## Begin Reading passage
There is zero "stress" in sitting on ones posterior listening to music.

The only "stress" is looking the total fool when the audio results show squat. If that's the case, then yes, audiophiles should indeed avoid/evade reality tests at all cost.

Says you. I say you are wrong. Based on personal experience and what others have told me.  Somehow, with all your penchant for "science", you've forgotten the difference between your opinions and facts.

2 minutes ago, AJ Soundfield said:

Wrong. They are all valid audio tests. All highlight why sighted, uncontrolled "listening" create purely biased, invalid results for audio.

 

Didn't say they weren't. Still don't think all audio tests are testing the same thing.

2 minutes ago, AJ Soundfield said:

What differences? That is purely presumptive and fallacious. It's wishful thinking that the "small" differences are "audio" real, thus must be then tested.
## End Reading passage
_What the task asks_. Write the next reply in the forum argument about blind and sighted audio listening tests, picking up after its last line.
## Begin Information shown
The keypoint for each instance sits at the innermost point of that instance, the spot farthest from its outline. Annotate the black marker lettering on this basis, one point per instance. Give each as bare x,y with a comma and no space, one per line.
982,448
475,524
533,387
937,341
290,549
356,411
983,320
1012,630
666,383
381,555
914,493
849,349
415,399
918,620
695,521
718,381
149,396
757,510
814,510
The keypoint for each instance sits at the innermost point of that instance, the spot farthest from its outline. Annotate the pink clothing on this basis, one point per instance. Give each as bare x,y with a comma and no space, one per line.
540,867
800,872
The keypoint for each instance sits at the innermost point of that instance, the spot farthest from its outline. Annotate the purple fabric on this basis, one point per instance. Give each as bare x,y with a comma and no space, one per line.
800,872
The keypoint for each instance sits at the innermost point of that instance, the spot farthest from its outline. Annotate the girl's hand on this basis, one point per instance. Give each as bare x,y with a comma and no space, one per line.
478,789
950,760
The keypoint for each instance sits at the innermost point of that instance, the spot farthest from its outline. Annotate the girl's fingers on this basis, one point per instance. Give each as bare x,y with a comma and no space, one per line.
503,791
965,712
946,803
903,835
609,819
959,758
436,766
## End Information shown
_Answer to the task_.
Again, you are projecting your prejudices and preconceptions onto others and deciding what they must have meant. I said nothing of the sort. But I don't think all types of listening are the same, and neither should the testing of everything audio always be done in the same way. Even with BT and DBT their are lots of different ways to conduct the test. 

Main listening (small home office):

Main setup: Surge protectors +>Isol-8 Mini sub Axis Power Strip/Protection>QuietPC Low Noise Server>Roon (Audiolense DRC)>Stack Audio Link II>Kii Control>Kii Three BXT (on their own electric circuit) >GIK Room Treatments.

Secondary Path: Server with Audiolense RC>RPi4 or analog>Cayin iDAC6 MKII (tube mode) (XLR)>Kii Three BXT

Bedroom: SBTouch to Cambridge Soundworks Desktop Setup.
Living Room/Kitchen: Ropieee (RPi3b+ with touchscreen) + Schiit Modi3E to a pair of Morel Hogtalare. 

All absolute statements about audio are false :)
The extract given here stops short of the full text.